The task -
Please rewrite the following data with every "axis-aligned" replaced by "upright" and everything else left as it is. Omit the pictures from your answer.

[Supplied data start]

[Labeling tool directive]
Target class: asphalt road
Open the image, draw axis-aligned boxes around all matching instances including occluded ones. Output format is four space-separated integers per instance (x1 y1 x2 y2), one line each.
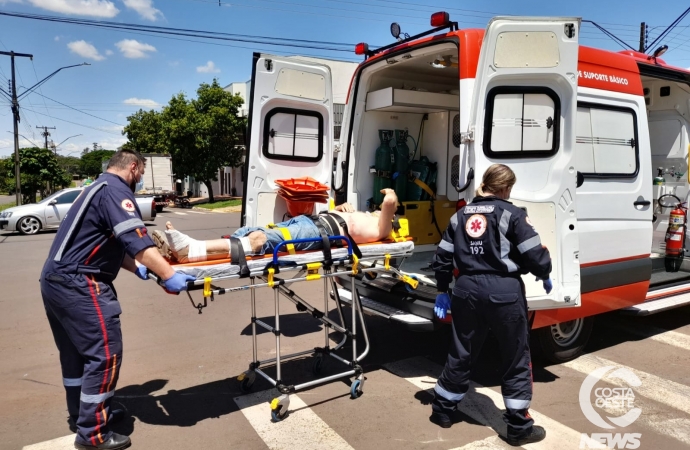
0 210 690 450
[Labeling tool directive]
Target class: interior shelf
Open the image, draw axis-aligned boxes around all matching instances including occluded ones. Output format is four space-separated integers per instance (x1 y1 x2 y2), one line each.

[Supplied data end]

Answer to this problem -
[Labeling tool directive]
Target class: asphalt road
Open the image, draw upright boxes around all matching instances including occluded ones. Output format is four space-separated integers per instance (x1 y1 x2 y2), one line each.
0 210 690 450
[Labeling tool directive]
Target class: interior shelf
Open the image, draw upright boxes around all matching instances including occluded ones. Output format is four space-separated integers per instance (x1 y1 x2 y2), one line each.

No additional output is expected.